Your goal: Change every "Could you tell me where" in the listing below to "Can you show me where" and leave everything else as it is. Reproduce the whole listing without the pictures.

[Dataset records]
======

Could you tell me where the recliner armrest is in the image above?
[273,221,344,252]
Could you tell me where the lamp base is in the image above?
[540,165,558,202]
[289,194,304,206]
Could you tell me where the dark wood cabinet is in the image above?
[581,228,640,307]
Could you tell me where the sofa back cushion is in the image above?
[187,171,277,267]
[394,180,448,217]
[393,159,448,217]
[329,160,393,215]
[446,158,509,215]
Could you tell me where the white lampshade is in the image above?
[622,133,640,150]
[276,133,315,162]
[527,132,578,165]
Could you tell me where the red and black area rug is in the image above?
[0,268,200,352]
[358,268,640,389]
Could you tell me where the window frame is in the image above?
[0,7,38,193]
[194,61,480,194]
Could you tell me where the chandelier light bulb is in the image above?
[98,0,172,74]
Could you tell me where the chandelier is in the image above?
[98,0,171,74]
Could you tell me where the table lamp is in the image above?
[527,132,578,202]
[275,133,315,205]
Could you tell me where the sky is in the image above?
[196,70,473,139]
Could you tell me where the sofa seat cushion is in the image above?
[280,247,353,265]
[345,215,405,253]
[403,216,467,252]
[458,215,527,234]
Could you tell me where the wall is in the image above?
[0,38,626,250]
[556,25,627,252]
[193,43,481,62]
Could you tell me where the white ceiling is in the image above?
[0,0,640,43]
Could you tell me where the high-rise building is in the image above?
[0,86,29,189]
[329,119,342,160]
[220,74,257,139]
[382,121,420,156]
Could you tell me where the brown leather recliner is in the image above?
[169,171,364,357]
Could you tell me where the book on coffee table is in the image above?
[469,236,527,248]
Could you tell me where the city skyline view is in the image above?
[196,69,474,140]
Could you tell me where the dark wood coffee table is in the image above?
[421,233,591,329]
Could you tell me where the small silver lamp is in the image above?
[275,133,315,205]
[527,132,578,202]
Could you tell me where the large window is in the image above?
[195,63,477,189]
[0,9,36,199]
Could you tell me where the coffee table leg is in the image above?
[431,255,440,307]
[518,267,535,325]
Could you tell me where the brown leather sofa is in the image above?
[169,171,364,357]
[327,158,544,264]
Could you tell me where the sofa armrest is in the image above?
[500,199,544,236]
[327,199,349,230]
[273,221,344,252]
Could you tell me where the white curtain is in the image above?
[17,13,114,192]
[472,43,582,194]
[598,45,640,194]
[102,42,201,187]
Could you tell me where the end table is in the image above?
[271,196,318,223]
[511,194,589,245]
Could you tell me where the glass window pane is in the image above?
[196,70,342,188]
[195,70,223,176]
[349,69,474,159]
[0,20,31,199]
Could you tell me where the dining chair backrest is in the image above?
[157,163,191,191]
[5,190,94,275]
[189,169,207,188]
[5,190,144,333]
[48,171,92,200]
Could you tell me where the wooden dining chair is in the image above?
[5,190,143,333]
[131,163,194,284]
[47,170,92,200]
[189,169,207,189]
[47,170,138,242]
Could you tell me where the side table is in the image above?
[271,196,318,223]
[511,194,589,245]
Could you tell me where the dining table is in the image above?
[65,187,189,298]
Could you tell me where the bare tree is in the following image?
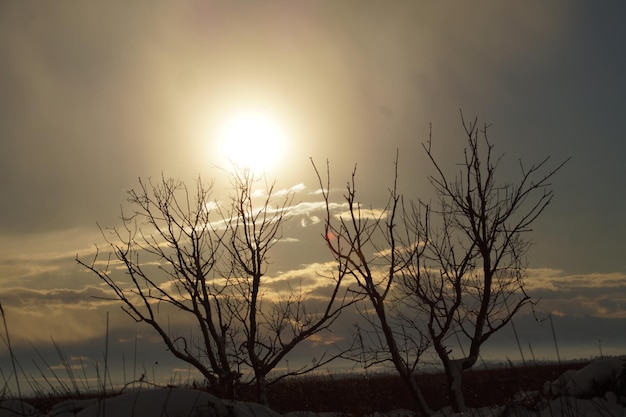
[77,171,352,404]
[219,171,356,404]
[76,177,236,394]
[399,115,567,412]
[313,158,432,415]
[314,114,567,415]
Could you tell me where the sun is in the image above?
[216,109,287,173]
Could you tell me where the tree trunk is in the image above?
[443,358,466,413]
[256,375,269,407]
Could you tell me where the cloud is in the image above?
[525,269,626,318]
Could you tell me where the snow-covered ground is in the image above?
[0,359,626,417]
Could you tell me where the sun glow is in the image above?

======

Exercise response:
Can you show me where the recliner armrest is in the image above?
[273,221,344,252]
Can you show me where the lamp base is in the image above?
[540,165,558,202]
[289,194,304,206]
Can you show me where the dark wood cabinet is in the image above?
[581,228,640,307]
Can you show me where the sofa back cushion is in the image above?
[187,171,277,267]
[394,180,448,217]
[393,159,448,217]
[329,160,393,215]
[446,158,509,215]
Can you show me where the white lampshade is in the image above?
[622,133,640,150]
[276,133,315,162]
[527,132,578,165]
Can you show me where the red and black area rug is in the image above?
[0,268,200,352]
[358,268,640,389]
Can you show me where the window frame is in the image above?
[0,7,38,193]
[194,61,480,194]
Can you show me where the chandelier light bulb is in the image above?
[98,0,172,74]
Can you show me where the chandelier is in the image above?
[98,0,171,74]
Can you show me where the table lamp is in the image above?
[527,132,578,202]
[275,133,315,205]
Can you show me where the sky is in the image above?
[196,70,473,139]
Can you show me where the sofa seat cushion is in the image above?
[280,247,353,265]
[345,215,405,253]
[403,216,467,252]
[458,215,527,234]
Can you show me where the wall is in the image above?
[0,38,626,250]
[556,25,627,252]
[193,43,481,62]
Can you show me where the white ceiling is in the image above?
[0,0,640,43]
Can you show me where the high-rise building is in the image above?
[0,86,29,189]
[329,119,342,160]
[220,74,257,139]
[382,121,420,156]
Can you show me where the brown leather recliner is in the image above?
[169,171,364,357]
Can you show me where the book on coffee table is in the image above?
[469,236,527,248]
Can you show me where the city skyline view is in the image above?
[196,69,474,140]
Can you show me where the dark wood coffee table is in the image above?
[421,233,591,329]
Can you show me where the small silver lamp is in the image above?
[275,133,315,205]
[527,132,578,202]
Can you show me where the large window is in the image above?
[195,63,477,189]
[0,9,36,199]
Can you show me where the coffee table leg is in the image above?
[431,255,440,307]
[518,267,535,325]
Can you show me where the brown leather sofa is in the image above?
[169,171,364,357]
[327,158,544,264]
Can you show me where the sofa armrest is in the image above?
[500,199,544,236]
[327,199,349,230]
[273,221,344,252]
Can you show me where the white curtain is in the image above?
[17,13,114,192]
[472,43,582,194]
[598,45,640,194]
[102,42,201,187]
Can you show me where the end table is in the image above?
[271,196,318,223]
[511,194,589,245]
Can you show me where the glass window pane is in the image above?
[196,70,342,188]
[195,70,223,176]
[349,69,474,159]
[0,20,31,199]
Can you show me where the dining chair backrest is in the image above?
[157,163,191,191]
[5,190,94,275]
[189,169,207,188]
[5,190,144,333]
[48,171,92,200]
Can you show me where the wooden dining chair is in the image above?
[5,190,143,333]
[131,163,194,284]
[47,170,92,200]
[189,169,207,189]
[47,170,138,242]
Can you show me where the side table is in the image above?
[271,196,318,223]
[511,194,589,245]
Can you show me where the dining table is in the image above?
[65,187,189,298]
Can you show me where the bare tree is in the following image?
[77,171,352,404]
[219,171,356,404]
[76,177,236,394]
[399,115,567,412]
[313,158,432,415]
[314,114,567,415]
Can you show me where the sun is in the image above?
[216,109,287,173]
Can you show me where the tree trunk is in the image above?
[443,358,466,413]
[256,375,269,407]
Can you show me where the cloud is in the image above?
[525,269,626,318]
Can you show me where the snow-covered ground is in the image above?
[0,359,626,417]
Can you show me where the sun glow is in the image above?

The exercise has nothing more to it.